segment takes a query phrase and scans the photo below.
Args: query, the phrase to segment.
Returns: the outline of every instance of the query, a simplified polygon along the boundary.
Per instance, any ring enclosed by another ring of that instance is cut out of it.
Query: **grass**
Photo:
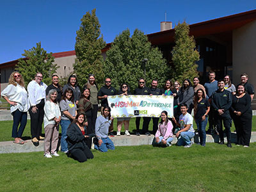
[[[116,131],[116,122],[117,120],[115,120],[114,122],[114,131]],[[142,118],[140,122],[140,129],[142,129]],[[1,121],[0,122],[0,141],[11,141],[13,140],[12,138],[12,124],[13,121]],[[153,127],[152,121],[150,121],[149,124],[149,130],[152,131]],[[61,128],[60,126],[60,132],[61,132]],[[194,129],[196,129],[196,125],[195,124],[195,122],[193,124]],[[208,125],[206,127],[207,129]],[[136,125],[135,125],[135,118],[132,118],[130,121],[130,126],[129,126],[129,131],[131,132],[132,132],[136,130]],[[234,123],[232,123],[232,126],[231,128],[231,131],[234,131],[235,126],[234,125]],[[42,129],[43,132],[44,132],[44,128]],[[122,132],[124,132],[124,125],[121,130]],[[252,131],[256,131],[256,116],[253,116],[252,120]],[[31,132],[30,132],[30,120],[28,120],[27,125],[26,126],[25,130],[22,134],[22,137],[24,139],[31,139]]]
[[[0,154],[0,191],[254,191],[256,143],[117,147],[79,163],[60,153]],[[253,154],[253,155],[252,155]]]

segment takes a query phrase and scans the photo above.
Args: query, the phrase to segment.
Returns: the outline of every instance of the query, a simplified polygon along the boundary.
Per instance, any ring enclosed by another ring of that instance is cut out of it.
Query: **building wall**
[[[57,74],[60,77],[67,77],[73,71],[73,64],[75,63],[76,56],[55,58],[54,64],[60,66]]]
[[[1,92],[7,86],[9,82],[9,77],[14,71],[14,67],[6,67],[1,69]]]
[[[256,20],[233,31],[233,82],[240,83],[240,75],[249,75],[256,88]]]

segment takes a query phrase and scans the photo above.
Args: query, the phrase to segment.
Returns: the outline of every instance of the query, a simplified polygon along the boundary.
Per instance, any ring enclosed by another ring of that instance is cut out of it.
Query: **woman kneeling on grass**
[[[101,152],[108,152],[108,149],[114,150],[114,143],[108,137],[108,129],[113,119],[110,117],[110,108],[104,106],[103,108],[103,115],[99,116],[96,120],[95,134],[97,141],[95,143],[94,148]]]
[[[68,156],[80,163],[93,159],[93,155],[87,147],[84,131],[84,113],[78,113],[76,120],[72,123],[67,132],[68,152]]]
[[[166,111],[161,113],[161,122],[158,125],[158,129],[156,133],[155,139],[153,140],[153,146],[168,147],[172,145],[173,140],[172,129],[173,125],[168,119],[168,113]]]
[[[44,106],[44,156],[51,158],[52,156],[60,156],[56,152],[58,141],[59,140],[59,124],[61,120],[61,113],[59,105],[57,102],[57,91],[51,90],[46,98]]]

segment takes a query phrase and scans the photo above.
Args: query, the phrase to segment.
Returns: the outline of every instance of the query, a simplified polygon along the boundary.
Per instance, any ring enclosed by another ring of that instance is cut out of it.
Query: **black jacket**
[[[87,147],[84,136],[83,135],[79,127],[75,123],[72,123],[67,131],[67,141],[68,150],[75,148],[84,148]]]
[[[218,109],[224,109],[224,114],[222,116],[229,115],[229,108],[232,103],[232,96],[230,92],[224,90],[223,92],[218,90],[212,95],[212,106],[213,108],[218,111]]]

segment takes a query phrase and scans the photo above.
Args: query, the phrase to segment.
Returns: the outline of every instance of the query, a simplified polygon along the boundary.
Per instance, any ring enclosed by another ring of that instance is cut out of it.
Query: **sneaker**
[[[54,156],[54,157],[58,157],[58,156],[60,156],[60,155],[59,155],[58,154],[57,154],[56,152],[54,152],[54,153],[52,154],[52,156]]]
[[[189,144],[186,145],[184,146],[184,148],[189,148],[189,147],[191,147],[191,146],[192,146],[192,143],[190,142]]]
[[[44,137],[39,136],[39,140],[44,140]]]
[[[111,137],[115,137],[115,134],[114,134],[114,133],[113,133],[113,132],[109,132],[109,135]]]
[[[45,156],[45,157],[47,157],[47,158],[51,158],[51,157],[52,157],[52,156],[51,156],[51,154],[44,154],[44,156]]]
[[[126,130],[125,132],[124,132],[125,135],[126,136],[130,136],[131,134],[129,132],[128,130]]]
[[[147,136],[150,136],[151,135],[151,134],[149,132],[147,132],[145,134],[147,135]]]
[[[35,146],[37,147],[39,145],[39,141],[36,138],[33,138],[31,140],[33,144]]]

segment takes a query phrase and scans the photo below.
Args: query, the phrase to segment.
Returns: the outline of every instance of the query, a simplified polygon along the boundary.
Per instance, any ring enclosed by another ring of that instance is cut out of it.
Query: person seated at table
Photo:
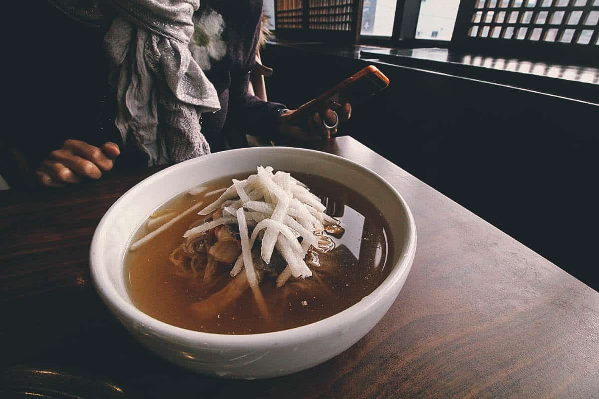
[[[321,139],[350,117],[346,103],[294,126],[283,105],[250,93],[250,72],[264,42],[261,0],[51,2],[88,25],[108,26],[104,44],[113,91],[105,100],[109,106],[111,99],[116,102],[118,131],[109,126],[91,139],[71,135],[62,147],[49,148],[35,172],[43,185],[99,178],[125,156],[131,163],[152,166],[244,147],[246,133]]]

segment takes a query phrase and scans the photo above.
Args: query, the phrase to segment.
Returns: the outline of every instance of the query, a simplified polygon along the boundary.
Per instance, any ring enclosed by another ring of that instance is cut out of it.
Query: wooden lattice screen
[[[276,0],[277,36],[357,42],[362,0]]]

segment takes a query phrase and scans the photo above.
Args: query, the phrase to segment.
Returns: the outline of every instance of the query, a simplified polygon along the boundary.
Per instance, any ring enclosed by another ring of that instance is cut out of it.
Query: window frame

----

• _GIVEN TASK_
Which lines in the entries above contain the string "grass", with case counting? List each such line in full.

• _THE SOLUTION_
Query: **grass**
Query: **woman kneeling on grass**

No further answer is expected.